***** INPUT RECORDS *****
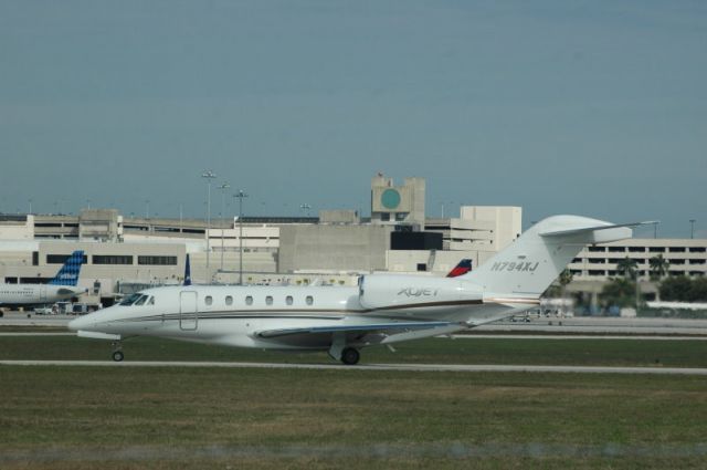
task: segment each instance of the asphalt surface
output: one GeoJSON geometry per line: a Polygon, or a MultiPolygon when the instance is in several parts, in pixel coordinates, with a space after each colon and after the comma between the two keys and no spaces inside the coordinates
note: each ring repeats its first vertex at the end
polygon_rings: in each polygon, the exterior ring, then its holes
{"type": "MultiPolygon", "coordinates": [[[[54,326],[65,327],[74,315],[35,315],[33,313],[8,312],[0,317],[2,326],[54,326]]],[[[704,335],[707,336],[707,320],[684,318],[621,318],[557,316],[531,318],[526,322],[496,322],[477,326],[472,333],[528,333],[528,334],[624,334],[624,335],[704,335]]]]}
{"type": "Polygon", "coordinates": [[[0,361],[0,366],[80,366],[80,367],[221,367],[317,370],[400,370],[400,372],[526,372],[564,374],[653,374],[707,375],[707,368],[689,367],[585,367],[585,366],[524,366],[524,365],[460,365],[460,364],[368,364],[345,366],[339,364],[268,364],[183,361],[0,361]]]}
*****
• **EXERCISE GOAL**: Copy the entries above character for character, leaving out the pictures.

• **OUTPUT OF THE EXERCISE**:
task: segment each instance of the asphalt surface
output: one GeoJSON geometry per line: a Polygon, or a MultiPolygon when the instance is in several parts, in pixel coordinates, with a space after each colon and after the comma between the two keys and no spaces inside the coordinates
note: each ring repeats its first vertex at the end
polygon_rings: in each polygon, the exterior ring, then its holes
{"type": "MultiPolygon", "coordinates": [[[[54,326],[65,327],[74,315],[35,315],[33,313],[8,312],[0,317],[2,326],[54,326]]],[[[704,335],[707,336],[707,320],[684,318],[621,318],[557,316],[531,318],[526,322],[496,322],[477,326],[472,333],[528,333],[528,334],[624,334],[624,335],[704,335]]]]}
{"type": "Polygon", "coordinates": [[[0,361],[0,366],[80,366],[80,367],[221,367],[317,370],[400,370],[400,372],[526,372],[564,374],[653,374],[707,375],[707,368],[689,367],[585,367],[585,366],[524,366],[524,365],[460,365],[460,364],[368,364],[345,366],[339,364],[268,364],[183,361],[0,361]]]}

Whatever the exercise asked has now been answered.